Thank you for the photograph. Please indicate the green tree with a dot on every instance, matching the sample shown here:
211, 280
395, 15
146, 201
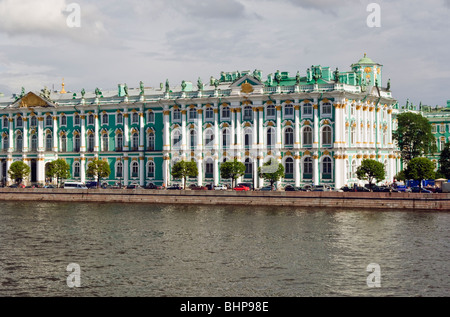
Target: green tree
98, 169
232, 170
183, 170
414, 136
271, 172
58, 169
18, 171
371, 170
419, 169
444, 161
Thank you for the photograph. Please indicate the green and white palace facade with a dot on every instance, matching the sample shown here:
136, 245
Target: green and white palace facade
320, 126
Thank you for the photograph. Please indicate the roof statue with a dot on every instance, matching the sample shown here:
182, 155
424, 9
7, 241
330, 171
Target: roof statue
167, 86
45, 93
278, 77
336, 75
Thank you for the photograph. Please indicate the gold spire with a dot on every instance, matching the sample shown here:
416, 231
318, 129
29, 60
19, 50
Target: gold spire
63, 91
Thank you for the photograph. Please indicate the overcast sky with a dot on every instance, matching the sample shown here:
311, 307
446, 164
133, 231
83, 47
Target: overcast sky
155, 40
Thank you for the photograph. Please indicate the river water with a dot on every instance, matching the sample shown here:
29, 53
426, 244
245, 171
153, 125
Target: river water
197, 251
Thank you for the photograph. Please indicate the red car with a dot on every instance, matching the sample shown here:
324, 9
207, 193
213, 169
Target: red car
242, 188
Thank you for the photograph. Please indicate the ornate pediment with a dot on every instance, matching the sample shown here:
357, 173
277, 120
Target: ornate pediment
31, 100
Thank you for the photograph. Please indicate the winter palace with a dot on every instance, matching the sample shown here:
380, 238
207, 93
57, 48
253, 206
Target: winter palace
319, 125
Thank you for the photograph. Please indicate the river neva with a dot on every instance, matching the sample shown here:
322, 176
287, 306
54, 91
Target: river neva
148, 250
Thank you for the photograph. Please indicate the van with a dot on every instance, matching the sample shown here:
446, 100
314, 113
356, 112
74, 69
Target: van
74, 185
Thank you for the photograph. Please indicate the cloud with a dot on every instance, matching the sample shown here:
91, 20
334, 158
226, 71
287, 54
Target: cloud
49, 18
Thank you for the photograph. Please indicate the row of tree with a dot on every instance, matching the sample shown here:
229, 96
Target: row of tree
59, 170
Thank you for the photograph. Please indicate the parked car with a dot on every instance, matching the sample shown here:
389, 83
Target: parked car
175, 187
133, 186
242, 188
220, 187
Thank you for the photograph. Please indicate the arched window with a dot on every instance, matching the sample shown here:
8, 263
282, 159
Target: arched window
176, 115
91, 142
326, 109
193, 139
289, 167
271, 111
119, 170
327, 168
48, 121
248, 136
63, 143
135, 118
5, 143
151, 170
119, 142
76, 170
307, 166
248, 168
33, 121
226, 113
289, 111
119, 118
307, 136
271, 138
176, 140
289, 137
192, 114
105, 142
226, 140
34, 143
135, 169
135, 142
151, 142
307, 109
209, 139
327, 138
248, 113
19, 143
151, 117
48, 142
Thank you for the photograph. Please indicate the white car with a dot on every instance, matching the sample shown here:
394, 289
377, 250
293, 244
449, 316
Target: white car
220, 187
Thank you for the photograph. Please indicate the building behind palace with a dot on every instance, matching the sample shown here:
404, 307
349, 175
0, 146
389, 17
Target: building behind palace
320, 126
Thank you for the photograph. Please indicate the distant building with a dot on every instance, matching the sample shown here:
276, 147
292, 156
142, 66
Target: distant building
320, 126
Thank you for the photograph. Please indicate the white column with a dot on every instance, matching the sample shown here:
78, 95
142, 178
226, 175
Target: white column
141, 131
316, 124
83, 138
96, 133
25, 135
126, 168
126, 132
297, 126
278, 141
55, 133
316, 171
142, 171
40, 133
297, 170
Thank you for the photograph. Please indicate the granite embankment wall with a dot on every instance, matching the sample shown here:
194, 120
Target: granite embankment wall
402, 201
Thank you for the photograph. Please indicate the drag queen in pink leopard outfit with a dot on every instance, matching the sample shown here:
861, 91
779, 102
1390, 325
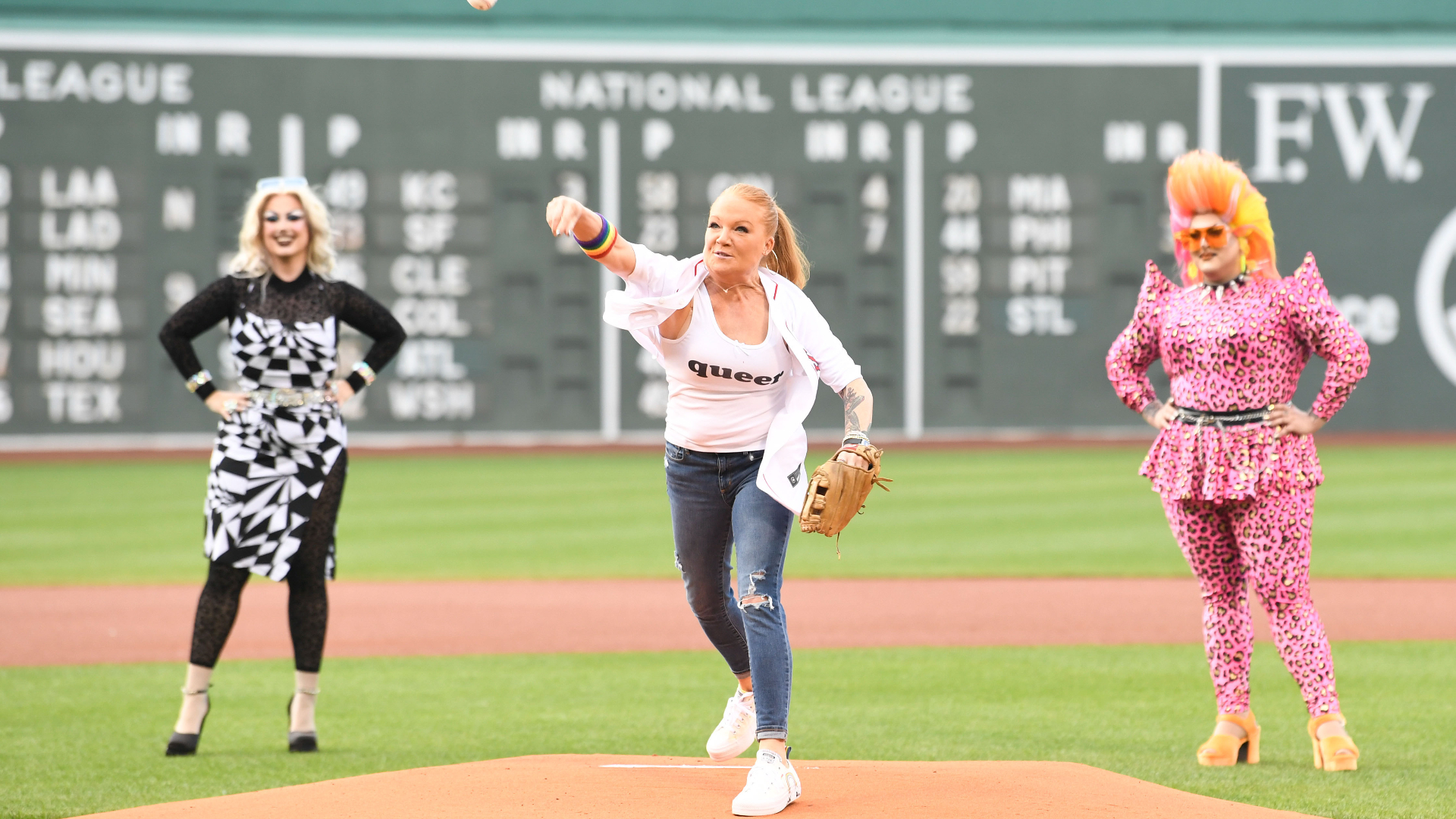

--- --- ---

### PROBLEM
All of the material above is to be retyped verbatim, with its pictures omitted.

### OUTPUT
Thank you for the photograph. Please indicate the green tree with a dot on every instance, matching the sample shown here:
211, 280
395, 15
146, 201
Target: green tree
98, 169
232, 170
183, 170
414, 136
271, 172
58, 169
18, 171
371, 170
419, 169
444, 161
Thank you for the photograph. Please indicate the green and white palace facade with a dot on every instance, matching the sample shown here:
136, 245
Target: green and white palace facade
320, 126
Thank you for the photograph. Please indicate the roof statue with a dot on every instance, matching the sample shown here:
182, 155
424, 9
7, 241
330, 171
Target: roof statue
167, 86
45, 93
278, 77
336, 75
Thank you for the photograph. Please indicate the gold spire with a dot on every instance, matching the sample shown here:
416, 231
318, 129
29, 60
19, 50
Target: gold spire
63, 91
Thank you for the photograph. Please indicate the overcast sky with a dot on every instance, matching the sample shown here:
311, 307
446, 164
133, 231
83, 47
Target: overcast sky
155, 40
Thank you for the photograph. Please indicate the river water with a dot on every instance, matching the sample shown here:
29, 53
426, 244
245, 171
153, 125
Target: river water
197, 251
Thank you for the photograph. Please indicate the red car with a dot on every instance, matching the sample shown here:
324, 9
207, 193
213, 169
Target: red car
242, 188
Thank you for the photograph. Please indicate the ornate pediment with a dot on every instance, matching the sample shown here:
357, 173
277, 120
Target: ornate pediment
31, 100
Thank you for the photograph. Please indicate the winter palace with a dot on every instance, matching the sample shown here:
380, 238
207, 93
57, 48
253, 206
Target: winter palace
319, 125
Thank you for the photograph. Please indicate the river neva with a dot on every instance, matching the sample shown here:
322, 176
287, 306
54, 91
Target: river neva
148, 250
Thank you for the photograph. Please indicate the van with a dot on every instance, matching the sample shown here:
446, 100
314, 113
356, 112
74, 69
Target: van
74, 185
Thank you for the photograph. Please indicate the cloud with a dot on every instance, matching the sample shown here:
91, 20
334, 158
226, 71
287, 54
Target: cloud
49, 18
Thank you for the photograph. Please indicate the row of tree with a dot on every instance, matching the sample shown here:
229, 96
Target: row of tree
59, 170
Thank you for the photograph. Please indicate the parked car with a dot on every instance, matching the sample shown here:
389, 83
Target: parked car
175, 187
133, 186
242, 188
220, 187
Thank you for the photograph. Please indicate the arched window with a dot on every instance, matching the sample shown here:
8, 263
282, 159
Target: arched window
176, 115
91, 142
326, 109
193, 139
289, 167
271, 111
119, 170
327, 168
48, 121
248, 136
63, 143
135, 118
5, 143
151, 170
119, 142
76, 170
307, 166
248, 168
33, 121
226, 113
289, 111
119, 118
307, 136
271, 138
176, 140
289, 137
192, 114
105, 142
226, 140
34, 143
135, 169
135, 142
151, 142
307, 109
209, 139
327, 138
248, 113
19, 143
151, 117
48, 142
Thank you for the photograph. Please indicate the white car with a dot on every instance, matching the sample shown here:
394, 289
377, 250
293, 244
449, 316
Target: white car
220, 187
Thank you for the photograph. Please indicate the building behind palace with a dot on every instance, matching the sample shown here:
404, 307
349, 175
0, 146
389, 17
Target: building behind palace
320, 126
Thank you for the photograph. Please indicate the distant building with a dot on every instance, matching the sample shown here:
276, 147
292, 156
142, 66
Target: distant building
320, 126
Thank you for the photograph. Please indicate the white column with a dot on every instance, matching the sample shown here:
78, 95
142, 178
226, 175
Target: white column
141, 131
316, 124
83, 138
96, 133
25, 135
126, 168
126, 132
297, 126
278, 141
55, 133
316, 171
142, 171
40, 133
297, 170
Thank you for the photograph. Please indicate the granite embankment wall with a dot on every instance, matching the sample shown here:
194, 120
Target: granite embankment wall
402, 201
Thank you for the photograph. Please indicate the drag queen in pink leopard outfit with a dot on every instance, matching the sample shown here:
861, 91
779, 102
1390, 325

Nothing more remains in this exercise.